__ABOUT THIS EXERCISE__:
Retype the full set of records. Keep every character identical.

__DATASET RECORDS__:
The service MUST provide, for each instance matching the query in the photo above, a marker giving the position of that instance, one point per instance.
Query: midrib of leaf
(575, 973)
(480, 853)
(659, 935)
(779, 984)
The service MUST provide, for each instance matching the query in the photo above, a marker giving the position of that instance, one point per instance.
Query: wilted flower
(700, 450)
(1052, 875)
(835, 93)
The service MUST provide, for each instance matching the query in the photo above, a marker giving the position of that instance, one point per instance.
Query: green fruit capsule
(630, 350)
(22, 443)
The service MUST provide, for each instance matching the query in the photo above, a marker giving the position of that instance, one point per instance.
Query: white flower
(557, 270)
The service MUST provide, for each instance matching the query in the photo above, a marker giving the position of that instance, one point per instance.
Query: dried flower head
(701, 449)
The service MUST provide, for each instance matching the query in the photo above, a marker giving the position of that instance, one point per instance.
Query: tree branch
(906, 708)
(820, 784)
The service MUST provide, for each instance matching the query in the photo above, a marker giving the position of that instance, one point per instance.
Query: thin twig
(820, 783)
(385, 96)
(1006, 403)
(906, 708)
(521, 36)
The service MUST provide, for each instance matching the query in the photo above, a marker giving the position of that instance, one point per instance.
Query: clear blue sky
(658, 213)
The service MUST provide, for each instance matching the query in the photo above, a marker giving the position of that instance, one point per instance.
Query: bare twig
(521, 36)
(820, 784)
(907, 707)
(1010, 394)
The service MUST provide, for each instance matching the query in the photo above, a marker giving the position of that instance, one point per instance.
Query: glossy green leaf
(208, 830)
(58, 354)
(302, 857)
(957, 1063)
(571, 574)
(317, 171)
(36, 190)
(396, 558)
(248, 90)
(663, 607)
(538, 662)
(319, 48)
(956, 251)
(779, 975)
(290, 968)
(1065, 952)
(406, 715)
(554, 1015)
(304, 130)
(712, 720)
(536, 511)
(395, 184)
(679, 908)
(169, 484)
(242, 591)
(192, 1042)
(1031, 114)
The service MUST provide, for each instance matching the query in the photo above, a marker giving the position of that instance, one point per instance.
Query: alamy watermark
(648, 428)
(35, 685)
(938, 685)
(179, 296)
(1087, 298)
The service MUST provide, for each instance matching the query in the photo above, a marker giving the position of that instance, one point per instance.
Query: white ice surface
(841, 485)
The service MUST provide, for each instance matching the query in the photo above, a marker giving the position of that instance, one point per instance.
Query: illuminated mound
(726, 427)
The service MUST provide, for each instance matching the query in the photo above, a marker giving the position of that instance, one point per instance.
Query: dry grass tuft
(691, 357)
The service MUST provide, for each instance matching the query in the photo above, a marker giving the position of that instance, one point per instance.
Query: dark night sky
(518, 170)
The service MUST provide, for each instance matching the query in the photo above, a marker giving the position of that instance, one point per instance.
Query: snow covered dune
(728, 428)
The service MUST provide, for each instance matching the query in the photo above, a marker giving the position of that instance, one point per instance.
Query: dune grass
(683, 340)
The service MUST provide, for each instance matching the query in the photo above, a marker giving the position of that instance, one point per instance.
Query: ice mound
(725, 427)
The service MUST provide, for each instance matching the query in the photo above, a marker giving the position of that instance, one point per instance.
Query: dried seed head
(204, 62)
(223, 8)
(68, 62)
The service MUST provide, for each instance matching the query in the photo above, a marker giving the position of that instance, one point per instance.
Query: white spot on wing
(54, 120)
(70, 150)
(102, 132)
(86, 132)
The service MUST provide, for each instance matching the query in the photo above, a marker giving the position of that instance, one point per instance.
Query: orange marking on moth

__EXERCISE RESPONSE__:
The service MUST provide, for each instance matching the query in the photo above, a marker giving the position of that instance, one point per instance.
Query: midrib of leaf
(575, 973)
(480, 853)
(659, 935)
(779, 984)
The service MUST provide, for each instance matching the query in the photo above, a marker giving the position of that instance, one point per instance.
Query: wilted flower
(700, 450)
(1052, 875)
(835, 93)
The service MUST provide, for each instance matching the query in the photo above, a marker giving the position of that instance, one point per instance.
Query: green fruit capsule
(630, 350)
(22, 443)
The service MUST provide, for each instance matching the query in the photo above, a marker giving the position of that instance, one point per instance.
Query: white flower
(557, 270)
The service MUST provide, for each instance matching the query in the photo above, a marker giving the position of that instance, one point per instance.
Query: dried flower head
(701, 449)
The service MUST provide, for each instance matching the query in the photo above, a marker giving the position of that instance, one point per instance.
Query: tree branch
(906, 708)
(820, 784)
The service MUST provide, for each instance matching the query in the photo above, a marker giving the position of that instance, one point per instance.
Query: thin twig
(820, 783)
(385, 96)
(1006, 403)
(906, 708)
(521, 36)
The service MUST provide, for each instance matching the query in the photo above, a marker giving the position of that instance, one point per instance.
Query: clear blue sky
(658, 213)
The service MUST provide, for each instance matching the query in the photo above, a marker giving the position of that instance, one point per instance.
Query: bare twig
(521, 36)
(820, 784)
(907, 707)
(1010, 394)
The service MUST provide, for each instance matching the query in the photo above, a marker giving the position of that instance, one point per instance.
Query: glossy green leaf
(208, 830)
(58, 354)
(302, 857)
(957, 1063)
(571, 574)
(317, 171)
(36, 190)
(396, 558)
(248, 90)
(663, 607)
(538, 662)
(319, 48)
(956, 251)
(779, 975)
(290, 968)
(1065, 952)
(406, 715)
(554, 1015)
(304, 130)
(712, 720)
(536, 511)
(395, 184)
(679, 908)
(169, 484)
(242, 591)
(192, 1042)
(1031, 114)
The service MUST provide, for each instance matching the query in the photo above, a marker giving the position of that instance, one point per instance.
Query: alamy watermark
(648, 428)
(35, 685)
(938, 685)
(179, 296)
(1087, 298)
The service MUST provide, for each instance matching the query in the photo above, a marker giving the position of that instance, one point per instance.
Query: white ice surface
(841, 485)
The service MUST provide, for each instance matching the query in the photo above, a marker giving the position of that instance, one point per instance.
Query: illuminated mound
(726, 427)
The service MUST provide, for each instance matching the query in the photo above, a marker giving the position of that instance, one point per instance.
Query: dry grass tuft
(691, 357)
The service MUST provide, for each instance matching the query in the photo above, a marker giving the position of that instance, one point per instance.
Query: dark night sky
(518, 170)
The service MUST provide, for each instance matching the query in the photo above, a marker giving the position of that instance, one point per instance.
Query: snow covered dune
(728, 428)
The service MUST provide, for each instance matching the query in the photo above, a marker giving the position of that instance, one point per instance.
Query: dune grass
(683, 340)
The service MUST provide, for each instance matching the query in the photo above, a marker giving the position of that instance, one point per instance.
Query: ice mound
(725, 427)
The service MUST provide, for each instance matching the query in the photo above, a marker giving the position of that instance, one point per instance.
Query: dried seed head
(204, 62)
(223, 8)
(68, 62)
The service MUST provide, for each instance matching the query in the photo above, a marker giving the position of that instance, one point per instance.
Query: white spot on wing
(54, 120)
(70, 150)
(102, 132)
(86, 132)
The service MUST provide, for each instance matching the query in the photo above, a marker giving the position of that instance, one point per instance.
Query: orange marking on moth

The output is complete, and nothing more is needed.